Your output is to consist only of the line containing "Query: lupine flower spike" and the lines after it, through the end of the data, reproduced exactly.
─── Supplied entries ───
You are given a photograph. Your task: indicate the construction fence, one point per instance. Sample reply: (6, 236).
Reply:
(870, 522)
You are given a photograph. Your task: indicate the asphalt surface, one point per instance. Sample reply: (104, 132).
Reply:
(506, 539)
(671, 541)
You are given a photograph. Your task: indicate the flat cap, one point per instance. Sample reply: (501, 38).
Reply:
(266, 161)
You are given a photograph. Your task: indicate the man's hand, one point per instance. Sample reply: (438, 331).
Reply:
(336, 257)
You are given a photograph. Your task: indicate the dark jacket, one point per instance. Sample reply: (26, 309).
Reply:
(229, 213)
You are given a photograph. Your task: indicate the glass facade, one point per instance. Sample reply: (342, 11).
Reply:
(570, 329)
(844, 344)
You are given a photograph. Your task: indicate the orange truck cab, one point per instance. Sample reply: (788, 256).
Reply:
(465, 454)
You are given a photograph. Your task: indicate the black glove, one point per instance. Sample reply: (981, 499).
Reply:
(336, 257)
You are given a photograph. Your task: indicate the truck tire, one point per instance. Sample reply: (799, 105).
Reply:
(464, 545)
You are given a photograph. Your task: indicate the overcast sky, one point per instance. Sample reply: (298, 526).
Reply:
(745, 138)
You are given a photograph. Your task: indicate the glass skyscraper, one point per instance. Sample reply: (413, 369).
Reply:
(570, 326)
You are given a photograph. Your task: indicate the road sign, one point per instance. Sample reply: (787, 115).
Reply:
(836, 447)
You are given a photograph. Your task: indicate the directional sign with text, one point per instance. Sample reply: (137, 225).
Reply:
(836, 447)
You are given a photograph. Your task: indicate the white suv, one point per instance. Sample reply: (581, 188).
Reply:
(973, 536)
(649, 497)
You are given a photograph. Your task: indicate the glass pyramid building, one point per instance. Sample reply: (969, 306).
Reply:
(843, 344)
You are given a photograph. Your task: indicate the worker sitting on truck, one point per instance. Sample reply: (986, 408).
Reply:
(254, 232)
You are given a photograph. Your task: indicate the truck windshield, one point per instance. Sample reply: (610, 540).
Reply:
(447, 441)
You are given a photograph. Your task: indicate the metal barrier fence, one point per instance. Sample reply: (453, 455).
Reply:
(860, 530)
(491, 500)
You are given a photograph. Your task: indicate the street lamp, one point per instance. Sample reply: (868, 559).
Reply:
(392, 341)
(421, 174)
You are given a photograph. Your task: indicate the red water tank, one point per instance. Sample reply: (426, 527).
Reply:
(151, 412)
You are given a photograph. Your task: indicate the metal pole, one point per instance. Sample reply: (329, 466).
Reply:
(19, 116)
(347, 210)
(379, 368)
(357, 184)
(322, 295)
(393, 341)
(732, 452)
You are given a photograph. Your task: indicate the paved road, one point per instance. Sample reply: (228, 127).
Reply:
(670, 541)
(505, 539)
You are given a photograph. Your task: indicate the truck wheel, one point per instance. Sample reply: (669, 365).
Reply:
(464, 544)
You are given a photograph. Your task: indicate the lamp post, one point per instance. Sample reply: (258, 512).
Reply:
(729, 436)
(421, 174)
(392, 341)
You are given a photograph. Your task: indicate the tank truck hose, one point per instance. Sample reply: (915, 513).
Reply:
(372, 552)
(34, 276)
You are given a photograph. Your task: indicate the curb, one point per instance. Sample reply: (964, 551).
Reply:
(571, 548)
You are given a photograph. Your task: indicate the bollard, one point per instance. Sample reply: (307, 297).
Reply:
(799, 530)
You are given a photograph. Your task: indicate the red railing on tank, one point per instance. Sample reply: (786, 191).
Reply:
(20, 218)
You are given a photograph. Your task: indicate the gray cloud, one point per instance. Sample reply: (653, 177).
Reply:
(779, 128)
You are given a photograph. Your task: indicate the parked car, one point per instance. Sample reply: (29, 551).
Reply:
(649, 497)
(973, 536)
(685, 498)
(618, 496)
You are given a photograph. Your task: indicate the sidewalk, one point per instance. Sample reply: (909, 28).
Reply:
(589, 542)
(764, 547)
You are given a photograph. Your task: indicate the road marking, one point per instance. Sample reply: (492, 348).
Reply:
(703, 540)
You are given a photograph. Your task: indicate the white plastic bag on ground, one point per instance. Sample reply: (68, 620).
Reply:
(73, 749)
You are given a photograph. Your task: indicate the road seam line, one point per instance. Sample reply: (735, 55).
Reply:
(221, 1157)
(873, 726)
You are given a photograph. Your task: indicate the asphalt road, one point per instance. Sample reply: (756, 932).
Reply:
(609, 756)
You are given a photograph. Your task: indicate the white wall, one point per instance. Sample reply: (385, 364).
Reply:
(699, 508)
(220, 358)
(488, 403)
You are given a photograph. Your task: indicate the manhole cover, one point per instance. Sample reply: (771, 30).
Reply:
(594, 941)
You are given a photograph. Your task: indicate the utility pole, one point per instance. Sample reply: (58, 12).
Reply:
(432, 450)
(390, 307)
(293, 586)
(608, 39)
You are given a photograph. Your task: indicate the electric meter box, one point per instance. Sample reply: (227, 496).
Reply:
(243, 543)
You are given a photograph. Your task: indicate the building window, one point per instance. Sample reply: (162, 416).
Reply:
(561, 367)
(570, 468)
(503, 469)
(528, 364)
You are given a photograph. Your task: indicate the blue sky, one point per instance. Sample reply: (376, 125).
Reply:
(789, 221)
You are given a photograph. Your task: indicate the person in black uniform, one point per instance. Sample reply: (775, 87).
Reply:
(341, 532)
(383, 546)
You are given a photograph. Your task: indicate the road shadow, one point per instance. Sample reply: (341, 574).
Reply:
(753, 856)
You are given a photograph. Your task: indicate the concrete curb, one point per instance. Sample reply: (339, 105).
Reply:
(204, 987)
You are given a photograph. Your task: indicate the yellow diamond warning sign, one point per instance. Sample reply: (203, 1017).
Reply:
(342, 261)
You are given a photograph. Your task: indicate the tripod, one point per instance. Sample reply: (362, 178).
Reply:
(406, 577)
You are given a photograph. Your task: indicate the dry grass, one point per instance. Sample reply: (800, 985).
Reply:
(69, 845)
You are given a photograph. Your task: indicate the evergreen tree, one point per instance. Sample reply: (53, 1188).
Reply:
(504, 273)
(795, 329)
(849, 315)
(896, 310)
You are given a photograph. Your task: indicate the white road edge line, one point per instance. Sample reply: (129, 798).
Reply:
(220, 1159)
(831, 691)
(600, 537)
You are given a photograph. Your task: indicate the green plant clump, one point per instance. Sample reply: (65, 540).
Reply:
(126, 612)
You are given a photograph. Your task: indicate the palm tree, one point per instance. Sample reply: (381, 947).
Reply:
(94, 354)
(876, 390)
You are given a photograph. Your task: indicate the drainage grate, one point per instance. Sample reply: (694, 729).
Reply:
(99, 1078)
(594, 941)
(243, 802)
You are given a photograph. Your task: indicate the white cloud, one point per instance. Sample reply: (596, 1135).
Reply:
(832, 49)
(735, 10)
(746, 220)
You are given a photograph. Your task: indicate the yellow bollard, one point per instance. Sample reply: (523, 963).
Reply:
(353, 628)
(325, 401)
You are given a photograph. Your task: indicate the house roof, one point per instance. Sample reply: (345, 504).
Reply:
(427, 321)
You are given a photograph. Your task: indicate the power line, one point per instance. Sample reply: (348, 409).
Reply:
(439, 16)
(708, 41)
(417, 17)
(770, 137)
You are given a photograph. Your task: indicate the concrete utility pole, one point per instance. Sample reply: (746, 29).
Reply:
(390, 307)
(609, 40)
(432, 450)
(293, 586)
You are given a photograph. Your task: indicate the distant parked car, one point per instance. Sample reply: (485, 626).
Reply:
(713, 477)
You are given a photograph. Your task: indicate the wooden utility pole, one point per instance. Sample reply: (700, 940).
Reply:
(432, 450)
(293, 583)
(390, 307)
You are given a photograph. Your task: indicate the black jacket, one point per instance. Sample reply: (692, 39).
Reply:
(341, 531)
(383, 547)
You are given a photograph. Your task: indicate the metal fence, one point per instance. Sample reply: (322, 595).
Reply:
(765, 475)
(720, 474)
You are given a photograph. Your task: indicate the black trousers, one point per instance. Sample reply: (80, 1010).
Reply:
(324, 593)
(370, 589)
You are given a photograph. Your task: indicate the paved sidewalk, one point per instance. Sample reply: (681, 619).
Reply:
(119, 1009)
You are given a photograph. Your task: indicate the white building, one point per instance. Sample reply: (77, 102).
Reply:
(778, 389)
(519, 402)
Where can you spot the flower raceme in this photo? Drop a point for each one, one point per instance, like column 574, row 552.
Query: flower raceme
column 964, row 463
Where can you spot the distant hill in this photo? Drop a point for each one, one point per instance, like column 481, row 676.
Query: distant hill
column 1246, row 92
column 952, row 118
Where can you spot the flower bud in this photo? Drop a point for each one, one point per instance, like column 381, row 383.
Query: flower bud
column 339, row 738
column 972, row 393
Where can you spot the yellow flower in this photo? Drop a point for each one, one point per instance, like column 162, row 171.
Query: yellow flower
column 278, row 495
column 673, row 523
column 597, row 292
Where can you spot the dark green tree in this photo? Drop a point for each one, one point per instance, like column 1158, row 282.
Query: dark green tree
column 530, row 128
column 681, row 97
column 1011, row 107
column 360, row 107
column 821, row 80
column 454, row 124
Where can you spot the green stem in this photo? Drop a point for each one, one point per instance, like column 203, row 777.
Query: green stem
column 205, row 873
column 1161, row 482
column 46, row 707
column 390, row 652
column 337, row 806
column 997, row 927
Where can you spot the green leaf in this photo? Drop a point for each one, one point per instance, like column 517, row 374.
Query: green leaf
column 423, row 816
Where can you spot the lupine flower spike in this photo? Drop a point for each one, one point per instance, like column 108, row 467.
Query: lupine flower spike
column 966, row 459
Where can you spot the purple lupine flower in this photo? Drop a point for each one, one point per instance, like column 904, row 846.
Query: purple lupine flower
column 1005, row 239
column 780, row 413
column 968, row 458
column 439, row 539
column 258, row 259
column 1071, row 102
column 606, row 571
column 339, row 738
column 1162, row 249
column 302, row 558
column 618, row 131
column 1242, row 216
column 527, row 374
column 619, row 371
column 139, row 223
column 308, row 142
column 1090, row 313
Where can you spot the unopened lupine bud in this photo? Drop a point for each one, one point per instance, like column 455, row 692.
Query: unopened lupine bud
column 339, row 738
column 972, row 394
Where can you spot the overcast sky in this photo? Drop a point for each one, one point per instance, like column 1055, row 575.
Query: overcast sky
───
§ **Exercise response**
Query: lupine flower spike
column 966, row 459
Where can you spot the purple lupine flower in this photo? Drop a point for each one, one point per instance, like column 904, row 846.
Query: purple lupine flower
column 1005, row 239
column 780, row 413
column 968, row 458
column 439, row 539
column 258, row 259
column 1071, row 102
column 606, row 571
column 339, row 738
column 1162, row 249
column 302, row 558
column 618, row 131
column 1242, row 216
column 527, row 374
column 619, row 371
column 139, row 223
column 308, row 142
column 1090, row 313
Where can you spot the unopened lupine bud in this photo? Drop a point for each one, one point per instance, like column 455, row 692.
Query: unopened lupine bud
column 339, row 738
column 972, row 394
Where can you spot the overcast sky in this photo? Drop a point for each one, one point per instance, like column 1055, row 575.
Query: overcast sky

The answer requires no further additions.